WHAT YOU WILL DO ->
Every line that holds the word "trunk" needs to be copied from the data below.

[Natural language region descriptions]

--- --- ---

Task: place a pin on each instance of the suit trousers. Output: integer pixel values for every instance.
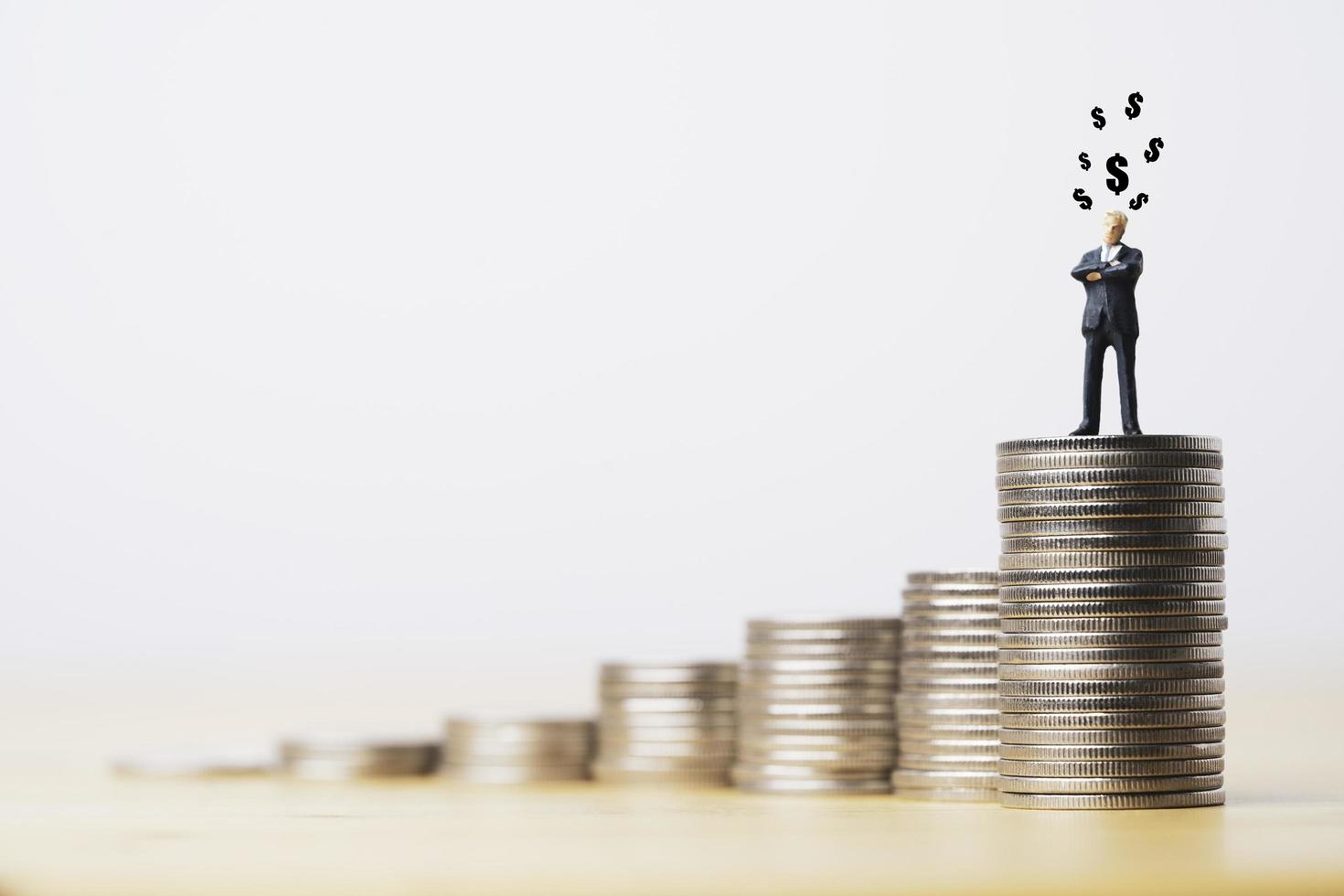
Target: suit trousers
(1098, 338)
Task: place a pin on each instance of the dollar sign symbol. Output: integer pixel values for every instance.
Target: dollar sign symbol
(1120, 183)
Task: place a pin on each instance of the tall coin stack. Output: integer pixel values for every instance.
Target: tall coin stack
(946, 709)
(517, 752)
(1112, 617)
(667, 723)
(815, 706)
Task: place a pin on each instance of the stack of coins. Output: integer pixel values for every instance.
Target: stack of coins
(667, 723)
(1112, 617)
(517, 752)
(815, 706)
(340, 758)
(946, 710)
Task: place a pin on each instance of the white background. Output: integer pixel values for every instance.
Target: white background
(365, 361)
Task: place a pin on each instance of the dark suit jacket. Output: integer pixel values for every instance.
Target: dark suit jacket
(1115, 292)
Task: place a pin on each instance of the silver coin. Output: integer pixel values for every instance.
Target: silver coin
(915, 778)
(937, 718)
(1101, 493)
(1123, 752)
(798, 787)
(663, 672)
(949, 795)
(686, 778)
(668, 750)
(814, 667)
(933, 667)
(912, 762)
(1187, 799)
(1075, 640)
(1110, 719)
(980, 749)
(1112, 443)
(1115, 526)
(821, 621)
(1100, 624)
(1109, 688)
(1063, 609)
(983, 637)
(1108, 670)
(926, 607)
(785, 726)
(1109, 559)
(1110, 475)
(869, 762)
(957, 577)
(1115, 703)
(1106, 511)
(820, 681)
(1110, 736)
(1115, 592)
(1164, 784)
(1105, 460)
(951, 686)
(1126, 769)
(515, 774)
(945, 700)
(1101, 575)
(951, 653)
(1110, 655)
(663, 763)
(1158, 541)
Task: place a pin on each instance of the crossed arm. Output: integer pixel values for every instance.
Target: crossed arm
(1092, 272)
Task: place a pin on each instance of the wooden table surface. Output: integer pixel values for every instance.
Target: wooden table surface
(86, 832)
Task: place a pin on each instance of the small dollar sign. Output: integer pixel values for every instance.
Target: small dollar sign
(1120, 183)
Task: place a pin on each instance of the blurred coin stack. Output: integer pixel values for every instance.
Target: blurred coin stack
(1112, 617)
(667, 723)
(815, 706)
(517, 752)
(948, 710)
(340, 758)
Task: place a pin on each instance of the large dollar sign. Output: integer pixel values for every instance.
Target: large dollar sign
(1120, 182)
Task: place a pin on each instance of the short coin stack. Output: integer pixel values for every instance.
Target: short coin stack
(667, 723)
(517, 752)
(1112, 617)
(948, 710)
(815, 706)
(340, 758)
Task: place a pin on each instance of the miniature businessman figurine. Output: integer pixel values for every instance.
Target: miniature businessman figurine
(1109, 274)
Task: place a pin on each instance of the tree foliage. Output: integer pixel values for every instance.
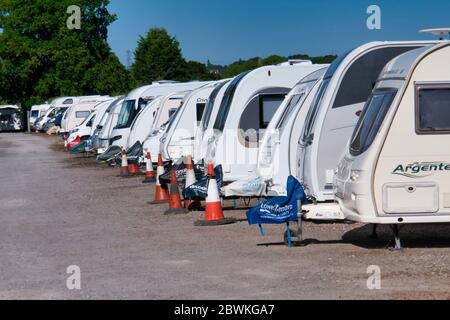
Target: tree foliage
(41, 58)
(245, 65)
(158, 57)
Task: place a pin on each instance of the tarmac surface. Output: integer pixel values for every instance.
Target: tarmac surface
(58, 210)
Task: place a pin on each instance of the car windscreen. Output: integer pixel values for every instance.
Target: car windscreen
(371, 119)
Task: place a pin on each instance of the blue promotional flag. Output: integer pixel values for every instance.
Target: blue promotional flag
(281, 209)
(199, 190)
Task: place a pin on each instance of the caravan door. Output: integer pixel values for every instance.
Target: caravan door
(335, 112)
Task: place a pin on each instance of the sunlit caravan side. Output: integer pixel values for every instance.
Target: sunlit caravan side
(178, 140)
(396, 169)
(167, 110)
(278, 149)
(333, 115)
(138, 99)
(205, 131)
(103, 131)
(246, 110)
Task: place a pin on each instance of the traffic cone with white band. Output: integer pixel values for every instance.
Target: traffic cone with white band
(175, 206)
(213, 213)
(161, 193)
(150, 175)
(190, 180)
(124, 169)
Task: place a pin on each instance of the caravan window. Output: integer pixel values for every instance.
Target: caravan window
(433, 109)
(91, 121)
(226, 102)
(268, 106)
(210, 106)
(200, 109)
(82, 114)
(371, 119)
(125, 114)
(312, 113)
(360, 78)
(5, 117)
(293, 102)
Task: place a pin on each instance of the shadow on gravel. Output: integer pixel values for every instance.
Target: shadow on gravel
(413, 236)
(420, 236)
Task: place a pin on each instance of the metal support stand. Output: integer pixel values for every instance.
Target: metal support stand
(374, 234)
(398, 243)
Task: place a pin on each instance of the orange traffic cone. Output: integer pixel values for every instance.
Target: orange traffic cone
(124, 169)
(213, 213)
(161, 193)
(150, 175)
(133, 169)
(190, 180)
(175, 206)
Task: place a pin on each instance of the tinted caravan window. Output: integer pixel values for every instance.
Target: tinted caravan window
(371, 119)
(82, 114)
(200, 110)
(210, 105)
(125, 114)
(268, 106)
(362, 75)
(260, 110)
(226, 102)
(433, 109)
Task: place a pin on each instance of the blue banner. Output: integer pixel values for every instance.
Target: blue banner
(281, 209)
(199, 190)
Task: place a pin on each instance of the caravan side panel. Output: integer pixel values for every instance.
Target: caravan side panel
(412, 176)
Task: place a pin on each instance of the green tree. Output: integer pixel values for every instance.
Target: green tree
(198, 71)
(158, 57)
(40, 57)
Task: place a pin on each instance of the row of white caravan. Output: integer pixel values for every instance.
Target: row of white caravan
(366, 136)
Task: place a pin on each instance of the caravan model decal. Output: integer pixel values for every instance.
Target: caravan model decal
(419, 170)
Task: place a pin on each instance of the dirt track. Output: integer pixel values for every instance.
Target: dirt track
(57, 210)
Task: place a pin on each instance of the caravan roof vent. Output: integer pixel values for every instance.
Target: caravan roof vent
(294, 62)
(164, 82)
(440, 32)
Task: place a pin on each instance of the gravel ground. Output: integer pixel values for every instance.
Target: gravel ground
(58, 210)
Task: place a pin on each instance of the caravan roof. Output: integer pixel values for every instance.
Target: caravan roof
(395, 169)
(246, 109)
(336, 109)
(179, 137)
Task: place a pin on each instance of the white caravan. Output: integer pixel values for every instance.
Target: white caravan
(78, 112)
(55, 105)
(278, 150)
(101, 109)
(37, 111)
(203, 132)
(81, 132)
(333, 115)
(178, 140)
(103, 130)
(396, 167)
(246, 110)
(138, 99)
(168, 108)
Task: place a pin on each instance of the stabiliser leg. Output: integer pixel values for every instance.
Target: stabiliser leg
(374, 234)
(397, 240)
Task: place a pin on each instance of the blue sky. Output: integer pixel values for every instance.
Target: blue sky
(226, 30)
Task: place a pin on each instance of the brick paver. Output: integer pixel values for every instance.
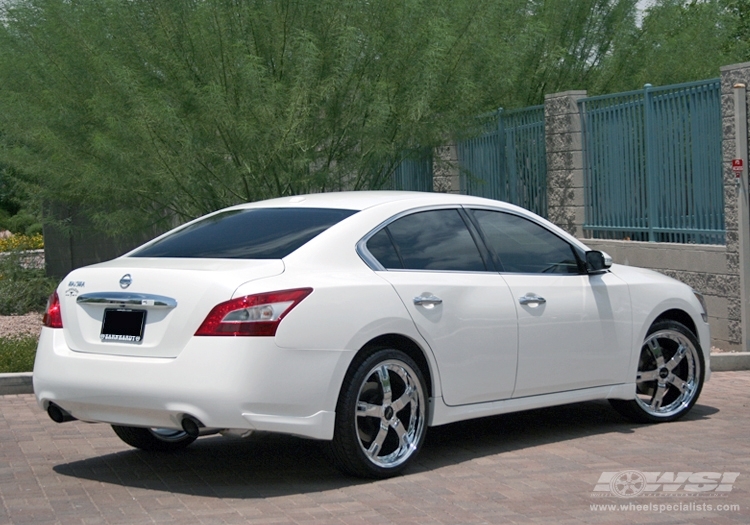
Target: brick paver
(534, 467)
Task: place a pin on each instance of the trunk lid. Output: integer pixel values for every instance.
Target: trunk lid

--- --- ---

EXERCISE ANSWER ->
Task: place a pin on each instance of the trunk lid. Output: integer pixel values for every instance.
Target: trunk lid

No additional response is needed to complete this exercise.